[PROBLEM TO SOLVE] Each entry below must come back exactly as written, without its pictures.

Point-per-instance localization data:
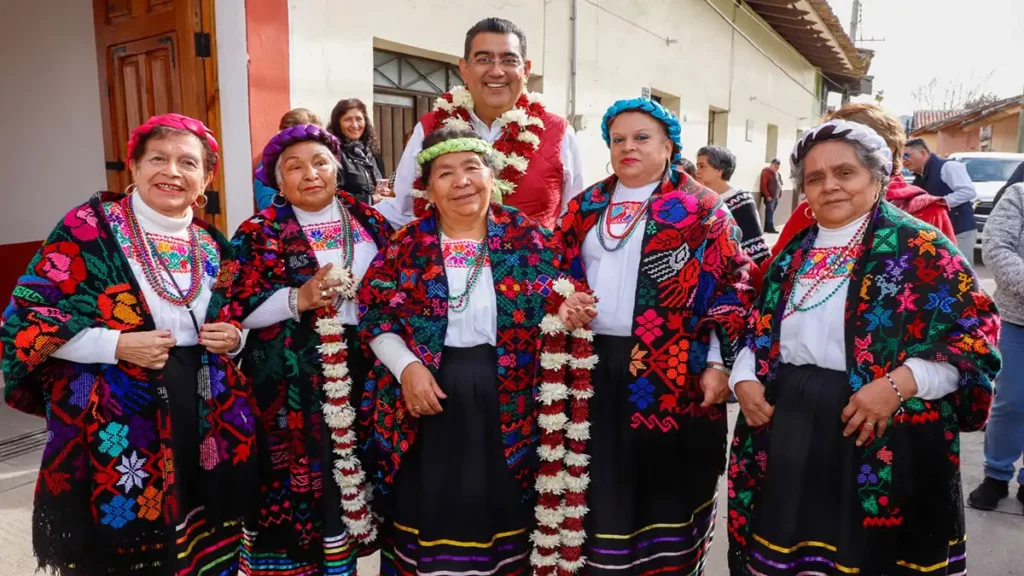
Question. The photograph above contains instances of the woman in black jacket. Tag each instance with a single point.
(363, 166)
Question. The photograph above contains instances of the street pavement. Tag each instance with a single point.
(995, 540)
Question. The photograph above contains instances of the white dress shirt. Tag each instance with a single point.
(612, 276)
(398, 210)
(98, 345)
(954, 175)
(817, 336)
(475, 325)
(323, 230)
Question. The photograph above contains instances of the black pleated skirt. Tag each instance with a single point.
(809, 518)
(651, 509)
(456, 507)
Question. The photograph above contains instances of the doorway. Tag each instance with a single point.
(156, 56)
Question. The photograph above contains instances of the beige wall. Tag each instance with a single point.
(704, 66)
(50, 103)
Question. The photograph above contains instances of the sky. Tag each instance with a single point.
(976, 41)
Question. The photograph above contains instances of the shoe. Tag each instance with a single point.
(988, 494)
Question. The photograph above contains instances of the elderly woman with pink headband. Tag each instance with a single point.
(151, 443)
(292, 284)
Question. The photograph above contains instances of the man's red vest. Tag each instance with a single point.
(539, 194)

[SOLUTION TO THIS TASK]
Question. The photograph above contains instances of the woman in black jacket. Tag each instance with a single point.
(363, 166)
Question. The photograph above contains instances of the street pavement. Tag each instance with a single point.
(995, 540)
Question. The photograph above contains instances of the white dress shirt. Tag each instance with a single point.
(612, 276)
(398, 210)
(98, 345)
(954, 175)
(817, 336)
(475, 325)
(323, 230)
Question. The photograph above contains instances of the black pleated skirt. Tag each instance with a single point.
(809, 518)
(651, 509)
(456, 507)
Question. The photograph above contains instances of the doorway. Tag each instance with a single point.
(156, 56)
Question. The photograph above contains instances of the beige wall. Tag each instance with a single point.
(704, 66)
(50, 103)
Question. The photograph above contains instances of the sky. Tag each instance with a single point.
(976, 41)
Question. The photograph above contains instances of the shoe. Tag each instance with a single point.
(988, 494)
Question. The photograph above contains instances of the elderly woman with pink headband. Tag each instance with a single point.
(151, 443)
(292, 284)
Question. The photograph above contains instances of the man's red vest. Tag each instance with a single point.
(539, 194)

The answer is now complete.